● **DESCRIPTION OF THE TASK**
Beginning at the line that contains "Question: A user says they want the decorative", reproduce every line to the end of the material without changing any of them.

──────── DATASET CONTENT ────────

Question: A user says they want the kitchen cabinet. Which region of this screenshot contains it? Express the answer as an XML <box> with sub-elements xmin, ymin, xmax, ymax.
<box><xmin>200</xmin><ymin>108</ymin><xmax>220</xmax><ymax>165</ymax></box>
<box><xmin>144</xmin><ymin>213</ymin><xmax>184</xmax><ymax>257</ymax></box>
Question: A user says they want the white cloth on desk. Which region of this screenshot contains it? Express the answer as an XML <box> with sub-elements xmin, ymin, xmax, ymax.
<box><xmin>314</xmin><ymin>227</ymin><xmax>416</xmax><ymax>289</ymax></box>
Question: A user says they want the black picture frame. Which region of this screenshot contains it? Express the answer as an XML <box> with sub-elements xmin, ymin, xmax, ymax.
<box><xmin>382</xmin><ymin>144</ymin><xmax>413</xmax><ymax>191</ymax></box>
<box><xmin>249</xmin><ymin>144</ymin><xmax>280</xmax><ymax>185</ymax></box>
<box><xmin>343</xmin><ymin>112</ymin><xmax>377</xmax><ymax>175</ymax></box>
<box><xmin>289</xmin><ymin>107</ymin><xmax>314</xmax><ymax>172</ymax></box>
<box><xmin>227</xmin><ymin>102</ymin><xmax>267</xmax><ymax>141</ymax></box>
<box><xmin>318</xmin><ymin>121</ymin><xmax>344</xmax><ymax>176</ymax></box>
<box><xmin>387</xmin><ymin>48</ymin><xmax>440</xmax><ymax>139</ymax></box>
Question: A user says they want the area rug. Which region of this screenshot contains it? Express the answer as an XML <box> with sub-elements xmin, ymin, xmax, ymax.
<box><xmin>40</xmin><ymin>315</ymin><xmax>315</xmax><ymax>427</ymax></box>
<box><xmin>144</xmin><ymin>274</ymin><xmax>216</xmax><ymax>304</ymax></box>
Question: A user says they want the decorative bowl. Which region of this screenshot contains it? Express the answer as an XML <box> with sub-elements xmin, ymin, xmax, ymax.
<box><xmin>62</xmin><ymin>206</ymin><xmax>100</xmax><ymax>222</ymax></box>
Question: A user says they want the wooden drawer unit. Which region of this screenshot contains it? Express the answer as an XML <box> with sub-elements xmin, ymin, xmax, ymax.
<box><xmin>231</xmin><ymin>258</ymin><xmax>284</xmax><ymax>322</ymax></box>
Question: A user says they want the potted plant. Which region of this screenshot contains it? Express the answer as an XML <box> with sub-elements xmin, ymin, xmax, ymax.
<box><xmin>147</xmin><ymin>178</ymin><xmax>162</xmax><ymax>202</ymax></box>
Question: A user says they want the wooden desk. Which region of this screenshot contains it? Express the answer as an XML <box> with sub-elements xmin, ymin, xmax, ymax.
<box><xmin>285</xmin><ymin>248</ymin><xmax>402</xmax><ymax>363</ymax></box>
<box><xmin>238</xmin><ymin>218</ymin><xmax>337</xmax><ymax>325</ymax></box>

────────

● **FINAL RESULT**
Question: A user says they want the decorative bowl. Which region of this screenshot contains it? Express the answer as an XML <box> with sub-elements xmin, ymin, xmax, ymax.
<box><xmin>62</xmin><ymin>206</ymin><xmax>100</xmax><ymax>222</ymax></box>
Question: A user says they want the wooden drawer unit. Which region of this screenshot contains it? Express the answer as an XML <box> with sub-elements xmin, ymin, xmax, ymax.
<box><xmin>231</xmin><ymin>258</ymin><xmax>284</xmax><ymax>322</ymax></box>
Question: A user says they want the potted plant. Which region of this screenshot contains it? Express the answer as an XML <box> with sub-elements xmin, ymin, xmax, ymax.
<box><xmin>147</xmin><ymin>178</ymin><xmax>162</xmax><ymax>202</ymax></box>
Question: A user says they want the wooden desk. Which region of this screenshot contains it? Express the answer as an XML <box> with sub-elements xmin, ymin, xmax, ymax.
<box><xmin>285</xmin><ymin>248</ymin><xmax>402</xmax><ymax>363</ymax></box>
<box><xmin>238</xmin><ymin>218</ymin><xmax>337</xmax><ymax>325</ymax></box>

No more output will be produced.